Coordinate annotation entries
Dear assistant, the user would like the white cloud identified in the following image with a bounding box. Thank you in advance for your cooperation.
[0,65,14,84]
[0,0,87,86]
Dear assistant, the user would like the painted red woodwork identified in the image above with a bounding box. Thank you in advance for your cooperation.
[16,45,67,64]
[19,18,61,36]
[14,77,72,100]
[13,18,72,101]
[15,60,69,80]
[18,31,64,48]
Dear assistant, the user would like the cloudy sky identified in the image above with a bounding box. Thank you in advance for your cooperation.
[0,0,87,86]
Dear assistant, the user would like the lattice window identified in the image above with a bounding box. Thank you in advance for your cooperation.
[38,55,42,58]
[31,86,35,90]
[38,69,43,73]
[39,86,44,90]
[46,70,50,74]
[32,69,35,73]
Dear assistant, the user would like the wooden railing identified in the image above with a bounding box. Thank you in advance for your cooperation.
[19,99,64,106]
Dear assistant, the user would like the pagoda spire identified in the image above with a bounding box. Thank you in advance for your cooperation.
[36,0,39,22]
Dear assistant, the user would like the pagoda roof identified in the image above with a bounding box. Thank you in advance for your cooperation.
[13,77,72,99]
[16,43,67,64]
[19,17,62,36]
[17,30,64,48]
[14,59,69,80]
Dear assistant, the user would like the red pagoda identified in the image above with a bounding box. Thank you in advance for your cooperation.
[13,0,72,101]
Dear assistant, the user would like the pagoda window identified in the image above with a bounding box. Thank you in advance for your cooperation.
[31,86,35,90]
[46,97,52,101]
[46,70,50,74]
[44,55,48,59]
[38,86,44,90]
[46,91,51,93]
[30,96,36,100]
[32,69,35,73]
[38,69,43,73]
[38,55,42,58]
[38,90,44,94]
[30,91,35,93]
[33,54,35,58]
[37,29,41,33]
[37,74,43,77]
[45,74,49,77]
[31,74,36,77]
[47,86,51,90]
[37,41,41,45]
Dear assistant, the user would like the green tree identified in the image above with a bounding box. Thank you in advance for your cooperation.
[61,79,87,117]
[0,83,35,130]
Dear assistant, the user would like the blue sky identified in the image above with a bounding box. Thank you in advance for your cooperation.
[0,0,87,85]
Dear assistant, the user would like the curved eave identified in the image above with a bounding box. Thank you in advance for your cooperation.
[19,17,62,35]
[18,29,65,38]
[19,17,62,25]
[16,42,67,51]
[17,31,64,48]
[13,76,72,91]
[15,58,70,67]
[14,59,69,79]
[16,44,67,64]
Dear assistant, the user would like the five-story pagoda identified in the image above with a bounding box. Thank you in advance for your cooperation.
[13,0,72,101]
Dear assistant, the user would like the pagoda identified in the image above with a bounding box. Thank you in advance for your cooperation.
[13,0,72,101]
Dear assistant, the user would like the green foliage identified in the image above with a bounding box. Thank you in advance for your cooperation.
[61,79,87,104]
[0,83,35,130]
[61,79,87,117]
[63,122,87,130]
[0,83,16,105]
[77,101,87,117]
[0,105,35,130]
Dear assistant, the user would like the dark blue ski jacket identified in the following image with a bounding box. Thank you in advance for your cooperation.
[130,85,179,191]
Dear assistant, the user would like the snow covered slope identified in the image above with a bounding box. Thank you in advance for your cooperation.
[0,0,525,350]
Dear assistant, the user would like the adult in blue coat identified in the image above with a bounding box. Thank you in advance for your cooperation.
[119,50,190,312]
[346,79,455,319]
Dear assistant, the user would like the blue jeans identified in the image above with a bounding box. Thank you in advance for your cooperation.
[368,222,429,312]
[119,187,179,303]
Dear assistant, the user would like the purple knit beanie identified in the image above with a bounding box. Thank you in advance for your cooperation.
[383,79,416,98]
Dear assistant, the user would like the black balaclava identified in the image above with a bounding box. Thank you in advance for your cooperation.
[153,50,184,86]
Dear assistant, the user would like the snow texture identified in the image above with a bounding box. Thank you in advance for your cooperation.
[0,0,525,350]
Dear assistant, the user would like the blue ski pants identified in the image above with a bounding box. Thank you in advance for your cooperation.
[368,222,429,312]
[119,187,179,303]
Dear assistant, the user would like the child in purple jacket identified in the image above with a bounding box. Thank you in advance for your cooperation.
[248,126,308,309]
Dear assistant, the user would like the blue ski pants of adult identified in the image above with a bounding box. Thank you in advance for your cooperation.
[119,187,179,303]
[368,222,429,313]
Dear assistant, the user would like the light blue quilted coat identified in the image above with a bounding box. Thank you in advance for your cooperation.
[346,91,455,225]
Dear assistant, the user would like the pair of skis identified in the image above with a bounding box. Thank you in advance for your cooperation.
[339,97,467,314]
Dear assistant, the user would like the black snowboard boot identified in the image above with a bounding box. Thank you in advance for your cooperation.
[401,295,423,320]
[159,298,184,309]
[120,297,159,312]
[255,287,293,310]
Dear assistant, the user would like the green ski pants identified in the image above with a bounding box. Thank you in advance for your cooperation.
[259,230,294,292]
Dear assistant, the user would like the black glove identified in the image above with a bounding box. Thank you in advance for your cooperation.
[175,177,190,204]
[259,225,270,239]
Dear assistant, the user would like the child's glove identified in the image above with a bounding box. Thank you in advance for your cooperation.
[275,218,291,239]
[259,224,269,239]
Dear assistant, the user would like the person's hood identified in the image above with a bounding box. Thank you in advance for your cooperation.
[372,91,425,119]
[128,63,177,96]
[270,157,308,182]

### TASK TO COMPLETE
Each record must be repeated exactly as it is.

### TASK ANSWER
Dear assistant, the user would like the white cloud identified in the following image with a bounding box. Thank you in advance for your cooperation.
[0,65,14,84]
[0,0,87,86]
Dear assistant, the user would like the painted red woodwork identified in the image above with a bounding box. Thank you in advance for your cooperation.
[16,45,67,64]
[19,18,61,36]
[14,77,72,100]
[13,18,72,101]
[15,60,69,80]
[18,31,64,48]
Dear assistant, the user would like the cloudy sky identified in the image above with a bounding box. Thank you in advance for your cooperation.
[0,0,87,86]
Dear assistant, the user would like the lattice window identified in the image above with a bounding box. Thank you in advance for your cooperation.
[38,55,42,58]
[31,86,35,90]
[38,69,43,73]
[39,86,44,90]
[46,70,50,74]
[32,69,35,73]
Dear assistant, the user would like the wooden railing identified in the image above with a bounding box. Thank you in advance for your cooperation.
[19,99,64,106]
Dear assistant, the user would like the pagoda spire identified in the image above with a bounding box. Thank you in advance for your cooperation.
[36,0,39,22]
Dear assistant, the user would like the pagoda roof identified in the image above with a bounding box. Thank you in advance for your cooperation.
[13,77,72,99]
[16,43,67,64]
[19,17,62,36]
[17,30,64,48]
[14,59,69,80]
Dear assistant, the user would like the red pagoda identified in the image above with a bounding box. Thank you in advance for your cooperation.
[13,0,72,101]
Dear assistant, the user would like the pagoda window identified in the image above with a bounding box. Thank you in advance for your cooperation.
[31,86,35,90]
[46,97,52,101]
[46,70,50,74]
[44,55,48,59]
[38,86,44,90]
[46,91,51,93]
[30,96,36,100]
[32,69,35,73]
[38,69,43,73]
[38,55,42,58]
[38,90,44,94]
[30,91,35,93]
[33,54,35,58]
[37,29,41,33]
[37,74,43,77]
[45,74,49,77]
[31,74,36,77]
[47,86,51,90]
[37,41,41,45]
Dear assistant, the user would like the green tree identified in the image above with a bounding box. Thank you in advance for your cooperation.
[61,79,87,117]
[0,83,35,130]
Dear assistant, the user would like the blue sky identified in the image above with a bounding box. Thank you in advance for your cooperation.
[0,0,87,85]
Dear assistant, the user would like the curved eave identified in the image above with a bounding box. Thank you in advance for your cooperation.
[19,17,62,35]
[18,29,65,38]
[19,17,62,25]
[16,42,67,51]
[17,31,64,48]
[13,76,72,91]
[15,58,70,67]
[14,59,69,79]
[16,44,67,64]
Dear assistant, the user would like the five-story pagoda identified in the image above with a bounding box. Thank you in advance for your cooperation.
[13,0,72,101]
Dear assistant, the user would like the pagoda identified in the image above with a bounding box. Thank you in advance for your cooperation.
[13,0,72,101]
Dear assistant, the user would like the green foliage identified in the image above with a bounding box. Thank you in advance for your cooperation.
[61,79,87,104]
[0,83,35,130]
[61,79,87,117]
[63,122,87,130]
[0,83,16,105]
[77,101,87,117]
[0,105,35,130]
Dear assistant, the user would like the dark blue ski jacket identified in the following image with a bounding box. Thank you in advance for your cooperation.
[130,85,179,191]
Dear assistant, the user would like the snow covered slope identified in the image above with a bounding box. Thank you in advance for your cooperation.
[0,0,525,350]
Dear assistant, the user would like the adult in blue coat identified in the image above with a bounding box. Thank you in advance for your cooperation.
[119,50,190,312]
[346,79,455,319]
Dear assistant, the user would like the blue jeans identified in the image above with a bounding box. Thank you in advance for your cooperation.
[368,222,429,312]
[119,187,179,303]
Dear assistant, the user would like the purple knit beanie identified in the image above with a bounding box. Thank you in advance for your cooperation.
[383,79,416,98]
Dear assistant, the user would like the black balaclava identified in the image above with a bounding box. Thank you in advance for your cooperation.
[153,50,184,86]
Dear assistant, the user would like the snow texture identified in the image above with a bounding box. Thank you in advance for your cooperation.
[0,0,525,350]
Dear assistant, the user would like the blue ski pants identified in the image above with a bounding box. Thank you in advance for your cooperation.
[368,222,429,312]
[119,187,179,303]
Dear assistant, the user would like the child in purple jacket identified in the image above with a bounding box. Thank you in advance for your cooperation.
[248,126,308,309]
Dear assistant, the user would like the blue ski pants of adult identified in the image above with a bounding box. Thank you in advance for your cooperation.
[119,187,179,303]
[368,222,429,313]
Dear assistant, the user would like the light blue quilted coat identified in the image above with a bounding box. Thank you in advance for your cooperation.
[346,91,455,225]
Dear assistant, the user would like the pair of skis identified in the image above with a bounding box. Thank you in advance for your cooperation.
[339,97,467,314]
Dear assistant, the user would like the black snowboard boot identified in the image above with a bounding box. Thank you in advance for your cooperation.
[401,295,423,320]
[159,298,184,309]
[120,297,159,312]
[255,287,293,310]
Dear assistant, the user would like the green ski pants identified in the image above with a bounding box. Thank you in advance for your cooperation.
[259,230,294,292]
Dear assistant, the user would like the black glove identified in the image above with a bounding box. Thank you in advance for your cooperation.
[175,177,190,204]
[259,225,270,239]
Dear assistant, the user would like the child's glove identified in the image above with a bounding box. Thank you in advance for your cooperation.
[275,218,291,239]
[259,224,269,239]
Dear assistant, the user would like the person's hood identified in the image above with a bounding box. Thank you in advance for your cooperation.
[372,91,425,119]
[128,63,177,96]
[270,157,308,182]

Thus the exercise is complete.